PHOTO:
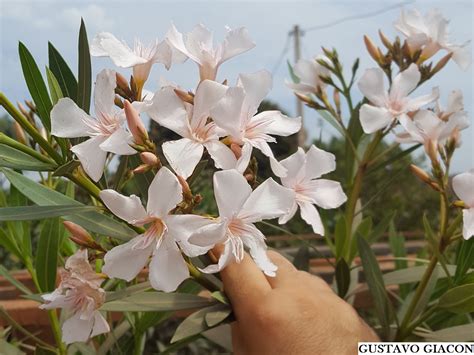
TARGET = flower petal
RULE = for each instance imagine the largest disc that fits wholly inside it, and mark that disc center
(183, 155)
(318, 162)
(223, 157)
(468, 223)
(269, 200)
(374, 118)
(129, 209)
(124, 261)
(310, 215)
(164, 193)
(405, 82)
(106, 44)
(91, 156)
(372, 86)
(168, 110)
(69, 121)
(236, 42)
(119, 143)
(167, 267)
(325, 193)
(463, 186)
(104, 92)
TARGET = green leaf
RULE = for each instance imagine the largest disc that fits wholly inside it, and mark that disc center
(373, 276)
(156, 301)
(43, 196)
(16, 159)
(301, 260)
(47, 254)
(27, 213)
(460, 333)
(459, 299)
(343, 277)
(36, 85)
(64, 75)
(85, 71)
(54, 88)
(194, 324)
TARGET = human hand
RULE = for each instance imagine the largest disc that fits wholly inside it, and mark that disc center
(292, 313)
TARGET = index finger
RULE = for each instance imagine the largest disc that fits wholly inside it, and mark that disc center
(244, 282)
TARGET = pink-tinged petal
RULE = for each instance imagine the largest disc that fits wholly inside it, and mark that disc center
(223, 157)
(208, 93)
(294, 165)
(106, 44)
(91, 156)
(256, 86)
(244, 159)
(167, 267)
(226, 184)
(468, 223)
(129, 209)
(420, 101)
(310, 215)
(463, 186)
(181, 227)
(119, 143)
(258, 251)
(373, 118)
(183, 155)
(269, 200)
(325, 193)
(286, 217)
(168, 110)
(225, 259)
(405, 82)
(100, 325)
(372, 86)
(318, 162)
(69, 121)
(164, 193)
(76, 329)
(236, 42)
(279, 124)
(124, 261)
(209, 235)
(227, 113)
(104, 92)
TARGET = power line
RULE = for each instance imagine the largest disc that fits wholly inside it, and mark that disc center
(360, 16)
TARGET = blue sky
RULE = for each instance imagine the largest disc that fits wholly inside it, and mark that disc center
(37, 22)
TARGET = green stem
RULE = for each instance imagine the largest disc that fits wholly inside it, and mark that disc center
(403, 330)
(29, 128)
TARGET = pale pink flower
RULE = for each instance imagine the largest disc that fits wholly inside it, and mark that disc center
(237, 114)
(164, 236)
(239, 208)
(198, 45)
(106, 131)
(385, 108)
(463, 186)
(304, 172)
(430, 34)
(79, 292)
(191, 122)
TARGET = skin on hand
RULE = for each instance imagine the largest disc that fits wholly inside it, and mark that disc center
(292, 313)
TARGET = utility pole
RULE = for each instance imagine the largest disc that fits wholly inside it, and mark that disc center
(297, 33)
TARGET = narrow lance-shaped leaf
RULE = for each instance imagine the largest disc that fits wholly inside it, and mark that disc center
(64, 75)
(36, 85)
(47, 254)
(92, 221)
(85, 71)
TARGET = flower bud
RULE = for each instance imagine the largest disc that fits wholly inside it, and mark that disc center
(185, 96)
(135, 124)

────────────────────────────────────────

*YOUR ASSIGNMENT:* Once the pictures are removed, output the entries above exactly as given.

*WRITTEN ANSWER:*
PHOTO:
TARGET = flower petal
RULE = for each instance imagine the largest disc that fits wholly inside it, and mark that disc center
(183, 155)
(318, 162)
(223, 157)
(468, 223)
(269, 200)
(374, 118)
(129, 209)
(124, 261)
(310, 215)
(164, 193)
(405, 82)
(106, 44)
(91, 156)
(372, 86)
(168, 110)
(69, 121)
(236, 42)
(119, 143)
(167, 267)
(325, 193)
(463, 186)
(104, 92)
TARGET = green leaf
RULE = for each instance imagine the largest disc that fits wholly inside it, and mark that disc center
(373, 276)
(156, 301)
(43, 196)
(16, 159)
(301, 260)
(47, 254)
(27, 213)
(460, 333)
(459, 299)
(343, 277)
(36, 85)
(64, 75)
(85, 71)
(54, 88)
(194, 324)
TARGET = human hand
RULE = for each instance imagine the largest disc that fits wholly inside it, and mark that disc center
(292, 313)
TARGET = index finger
RULE = for each instance imagine the largest disc that fits wholly inside it, and mark that disc center
(244, 282)
TARGET = pink-tinged petal
RULE = for each instance imagine the largest disc that fits wholly inside it, and mark that disc center
(223, 157)
(208, 93)
(294, 165)
(106, 44)
(91, 156)
(256, 86)
(244, 159)
(167, 267)
(226, 184)
(468, 223)
(129, 209)
(420, 101)
(310, 215)
(463, 186)
(181, 227)
(119, 143)
(258, 251)
(373, 118)
(183, 155)
(269, 200)
(325, 193)
(286, 217)
(168, 110)
(225, 259)
(405, 82)
(100, 325)
(372, 86)
(318, 162)
(69, 121)
(164, 193)
(76, 329)
(236, 42)
(279, 124)
(124, 261)
(209, 235)
(227, 113)
(104, 92)
TARGET = power line
RULE = for each instance imagine the largest disc that fits wholly inside it, and mark that disc center
(360, 16)
TARGET = blue sky
RULE = for each instance imagine the largest disc that fits wholly inside it, and mark that disc center
(37, 22)
TARGET = green stem
RULE = for each instance imagine the largest disc that fits wholly inside it, and mark that disc center
(403, 330)
(29, 128)
TARGET = pale pink flower
RULE = for each instance imagine the largest disc that fits wholly inside it, and mark that disc center
(237, 114)
(164, 236)
(239, 208)
(198, 45)
(106, 131)
(385, 108)
(463, 186)
(304, 172)
(430, 34)
(79, 292)
(191, 122)
TARGET = skin on hand
RULE = for each instance imagine the largest disc that fits wholly inside it, and mark that disc center
(292, 313)
TARGET = utility pole
RULE = for each instance imagine the largest disc that fits wholly inside it, and mark that disc center
(297, 33)
TARGET = narrow lance-shaped leaf
RULE = for each instance imagine the largest disc that fits wholly inside it, and mark that disc center
(64, 75)
(36, 85)
(47, 254)
(92, 221)
(85, 71)
TARGET = flower bud
RULE = for each instance imagine the largest disc that fits wholly inside it, and mark that disc center
(185, 96)
(135, 124)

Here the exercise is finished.